Exercise 1: Please extract the passage from the post about Zen calligraphy below, starting at "October 4, 2004, 9:00" and ending at "can't take criticism.".

Post #379 • October 4, 2004, 11:10 AM • 12 Comments

From The Art of Twentieth Century Zen by Audrey Yoshiko Seo:

Occasionally, however, Yuzen's own interest in painting and calligraphy got the better of him. During a lecture Yuzen said, "When I was at a big Buddhist meeting and ceremony that was attended by Zen Masters and abbots from all the Zen sects, there was a collection of autographs and writings by these monks. Among them the Kancho of Daitoku-ji, Kazan Roshi, had written the words 'Bright Dignitaries' [meirekireki]. But the reki character was written incorrectly as the word ma, so the phrase could not be read properly. I let this slip out of my mouth, and Kazan Roshi said, 'Yuzen, there is no need to worry, since it has my name below it. It is not a problem for you.' His point was that a person who follows his own spirit has no excess nose to stick into another person's work."

Comment

1.

Jack

October 4, 2004, 7:42 PM

Franklin, I fail to see the relevance of this to art criticism, which raises the question: What's your point? If a person makes or does something directed at an audience, which that audience must evaluate in order to process it, any member of the audience is entitled to point out and/or object to any defect. Frankly, if someone makes a spelling error in a document meant for others, it is not appropriate to respond to a person who points it out with something like "I wrote it, so you shut up about it."

2.

that guy in the back row

October 4, 2004, 9:00 PM

Franklin: are you saying you are opting out of criticism because "you've chosen to follow your own spirt?" or is this just an aspect of criticism that you are endorsing today. If I didn't know you better I'd supect there wasn't much to review last week in Miami.

3.

Yuzen

October 4, 2004, 9:35 PM

That son of a monkey-san ROSHI just can't take criticism.

4.

Franklin

October 4, 2004, 9:53 PM

Every now and then I see a response to art so completely antithetical to my own that I find it fascinating. That "this is not a problem for you" stuck in my head, not because I'm getting out of the criticism business, but because I used to take all the bad art I saw personally and get super ticked off about it. Now it amuses me more than anything.

Information provided:
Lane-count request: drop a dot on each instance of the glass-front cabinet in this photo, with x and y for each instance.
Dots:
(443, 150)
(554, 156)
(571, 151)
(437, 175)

Exercise 2: Pick out every line of the records above that contains the string "instance".

Complete answer 1:
October 4, 2004, 9:00 PM

Franklin: are you saying you are opting out of criticism because "you've chosen to follow your own spirt?" or is this just an aspect of criticism that you are endorsing today. If I didn't know you better I'd supect there wasn't much to review last week in Miami.

3.

Yuzen

October 4, 2004, 9:35 PM

That son of a monkey-san ROSHI just can't take criticism.

Complete answer 2:
Lane-count request: drop a dot on each instance of the glass-front cabinet in this photo, with x and y for each instance.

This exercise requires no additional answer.